• [List of tasks]:
1) Translate this sentence from the TinyLlama chatbot tutorial into Spanish: "This completes our TinyLlama setup and text generation utility function."
2) Pick up the TinyLlama chatbot tutorial after its last line and carry it forward.

*** Opening Source document ***

This completes our TinyLlama setup and text generation utility function. If you are overwhelmed by the parameters we used to get the prediction, don’t worry, i was too. But these are just the params we adjust to get the quality, length, type of response we want from the model. More on these in a later blog!

Now it’s time to setup the FastAPI server, so let’s dive right into it

# main.py

from fastapi import FastAPI
from model import load_tinyllama, generate_text

app = FastAPI()

@app.get("/generate/text")
def serve_tinyllama_controller(prompt: str) -> str:
    pipe = load_tinyllama()
    output = generate_text(pipe, prompt)
    return output

if __name__ == "__main__":
    import uvicorn
    uvicorn.run(app, host="localhost", port=8000)

Aaand it’s as simple as that, this creates a very simple server that serves our TinyLlama model over the endpoint

http://localhost:8000/generate/text

This leaves just one task, the Streamlit client. As you will see in the next code block, setting up a minimalistic UI is as easy as setting up the model and server.

# client.py

import requests
import streamlit as st  

st.title("TinyLlama Chatbot")

if "messages" not in st.session_state:
    st.session_state.messages = []

for message in st.session_state.messages:
    with st.chat_message(message["role"]):
        st.markdown(message["content"])

if prompt := st.chat_input("What can I help you with?"):
    st.session_state.messages.append({
        "role": "user",
        "content": prompt
    })

*** Closing Source document ***
*** Opening Records shown ***

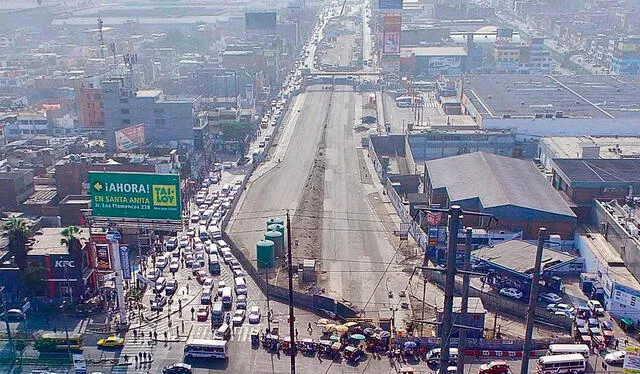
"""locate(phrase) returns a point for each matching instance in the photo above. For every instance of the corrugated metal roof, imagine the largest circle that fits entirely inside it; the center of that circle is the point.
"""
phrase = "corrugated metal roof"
(497, 181)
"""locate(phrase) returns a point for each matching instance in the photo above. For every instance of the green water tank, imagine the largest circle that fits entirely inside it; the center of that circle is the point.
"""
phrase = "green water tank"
(276, 227)
(274, 221)
(278, 242)
(264, 249)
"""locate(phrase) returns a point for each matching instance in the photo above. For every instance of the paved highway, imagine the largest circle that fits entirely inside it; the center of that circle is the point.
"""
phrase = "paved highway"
(272, 192)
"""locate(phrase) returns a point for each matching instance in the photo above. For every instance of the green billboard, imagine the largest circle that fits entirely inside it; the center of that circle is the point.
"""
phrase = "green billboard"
(135, 195)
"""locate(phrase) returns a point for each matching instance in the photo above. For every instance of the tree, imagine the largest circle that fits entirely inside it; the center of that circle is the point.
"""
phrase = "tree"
(17, 230)
(70, 238)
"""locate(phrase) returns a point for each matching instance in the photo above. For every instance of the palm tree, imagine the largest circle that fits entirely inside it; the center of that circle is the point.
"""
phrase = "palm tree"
(70, 238)
(17, 230)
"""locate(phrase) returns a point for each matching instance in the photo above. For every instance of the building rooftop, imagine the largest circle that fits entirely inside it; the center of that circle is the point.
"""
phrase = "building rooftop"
(581, 96)
(610, 146)
(497, 181)
(47, 242)
(606, 254)
(437, 51)
(148, 93)
(43, 196)
(518, 255)
(475, 305)
(599, 170)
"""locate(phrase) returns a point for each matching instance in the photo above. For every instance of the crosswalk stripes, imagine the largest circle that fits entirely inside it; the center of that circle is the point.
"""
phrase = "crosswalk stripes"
(243, 333)
(240, 333)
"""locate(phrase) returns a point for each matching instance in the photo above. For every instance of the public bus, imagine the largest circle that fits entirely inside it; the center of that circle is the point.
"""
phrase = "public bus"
(75, 341)
(214, 264)
(565, 349)
(562, 364)
(227, 297)
(206, 348)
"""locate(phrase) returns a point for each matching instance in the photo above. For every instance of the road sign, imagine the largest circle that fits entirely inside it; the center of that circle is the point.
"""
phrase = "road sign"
(631, 360)
(113, 236)
(135, 195)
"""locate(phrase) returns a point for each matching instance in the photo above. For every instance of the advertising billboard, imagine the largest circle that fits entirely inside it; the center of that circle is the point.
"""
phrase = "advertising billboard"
(102, 255)
(392, 26)
(631, 360)
(130, 138)
(125, 262)
(260, 21)
(135, 195)
(390, 4)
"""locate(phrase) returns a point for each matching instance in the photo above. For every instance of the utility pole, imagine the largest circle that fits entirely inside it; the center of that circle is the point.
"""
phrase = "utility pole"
(464, 306)
(450, 280)
(291, 317)
(533, 299)
(6, 320)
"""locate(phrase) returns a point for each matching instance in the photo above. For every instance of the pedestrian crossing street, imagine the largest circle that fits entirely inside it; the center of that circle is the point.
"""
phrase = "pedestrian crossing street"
(240, 333)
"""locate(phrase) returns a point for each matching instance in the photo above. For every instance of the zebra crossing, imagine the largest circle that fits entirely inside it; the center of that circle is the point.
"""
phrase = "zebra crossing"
(240, 333)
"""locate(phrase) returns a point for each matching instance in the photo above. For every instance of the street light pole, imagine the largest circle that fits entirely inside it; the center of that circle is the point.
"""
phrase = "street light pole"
(533, 299)
(6, 320)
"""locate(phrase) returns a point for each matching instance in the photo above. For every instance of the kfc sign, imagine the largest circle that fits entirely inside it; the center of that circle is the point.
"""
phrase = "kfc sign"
(64, 264)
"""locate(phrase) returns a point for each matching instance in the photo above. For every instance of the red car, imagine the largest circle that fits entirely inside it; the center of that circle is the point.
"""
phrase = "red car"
(203, 313)
(201, 275)
(495, 367)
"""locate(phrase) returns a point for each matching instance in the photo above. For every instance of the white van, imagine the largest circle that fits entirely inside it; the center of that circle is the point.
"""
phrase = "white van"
(241, 286)
(433, 356)
(215, 232)
(223, 332)
(225, 189)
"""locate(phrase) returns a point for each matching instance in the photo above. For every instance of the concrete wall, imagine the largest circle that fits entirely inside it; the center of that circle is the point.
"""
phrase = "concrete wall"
(502, 305)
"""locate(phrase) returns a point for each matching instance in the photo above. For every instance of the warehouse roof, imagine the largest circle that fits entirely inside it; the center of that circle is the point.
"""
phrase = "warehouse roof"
(599, 170)
(497, 181)
(582, 96)
(519, 256)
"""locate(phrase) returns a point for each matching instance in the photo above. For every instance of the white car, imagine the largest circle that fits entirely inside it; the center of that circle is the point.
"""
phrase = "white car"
(254, 315)
(512, 293)
(238, 317)
(549, 297)
(221, 286)
(596, 307)
(208, 282)
(615, 358)
(560, 308)
(174, 265)
(161, 262)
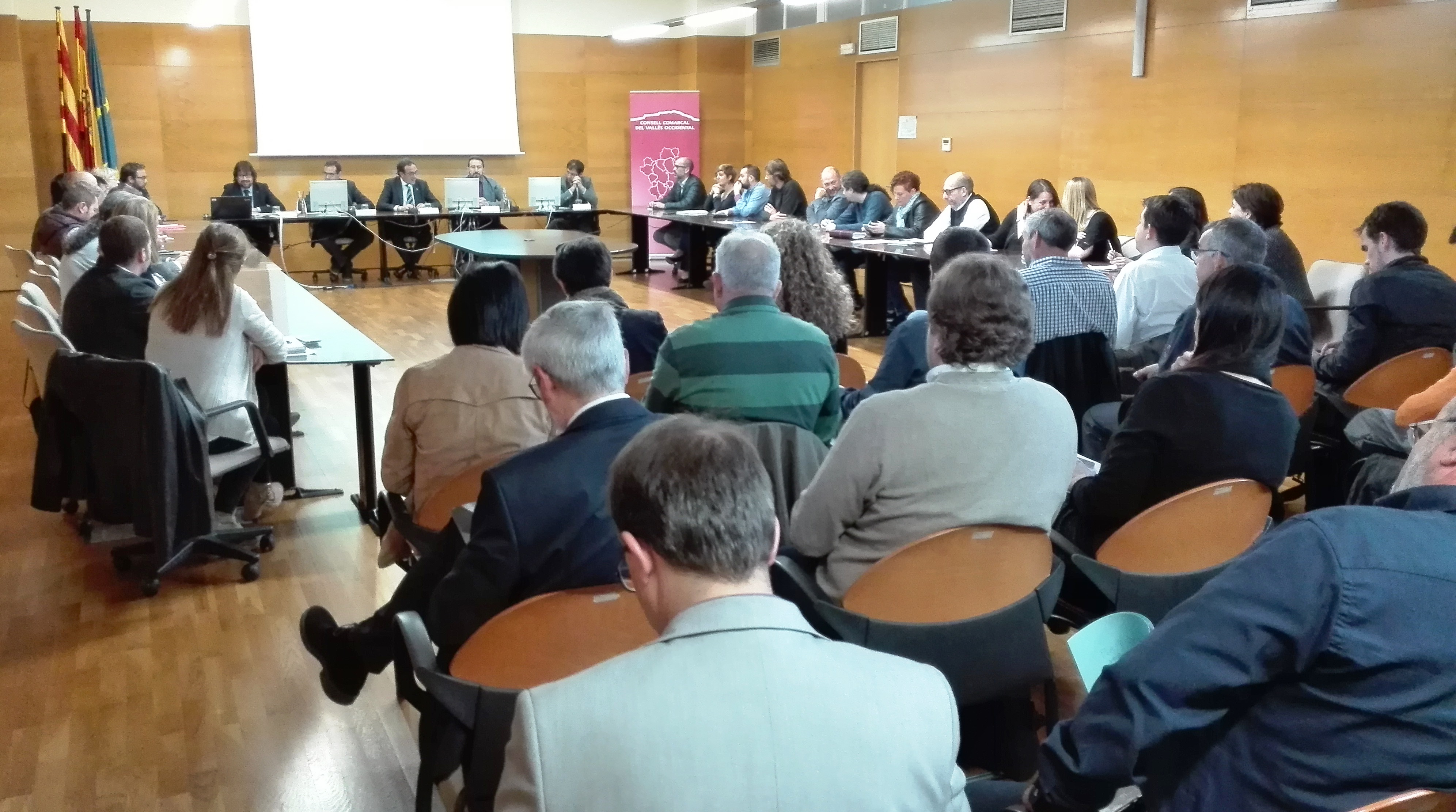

*** Closing Records shown ***

• [Responses by item number]:
1) Esto completa nuestra configuración de TinyLlama y la función de utilidad para la generación de texto.

2)
    with st.chat_message("user"):
        st.text(prompt)
        
    response = requests.get(
        f"http://localhost:8000/generate/text",
        params={"prompt": prompt}
    )
    response.raise_for_status()

    with st.chat_message("assistant"):
        st.markdown(response.text)

And this wraps up our entire application. Now all that’s left is to run it and test it out. To do that, you’ll need to open two terminal windows, or split terminal if you are using VSCode.

# Firing up the FastAPI server
python main.py

# this will serve our model over localhost:8000
# Starting up the streamlit client
streamlit client.py

# this will automatically open up the client in a new tab in your browser

And there you have it, you just successfully build an entirely local ChatBot using TinyLlama, FastAPI and Streamlit. But you are not limited to just text generation, there are plenty of tiny models for audio, image, video generation for you to use, so feel free to check them out on HuggingFace.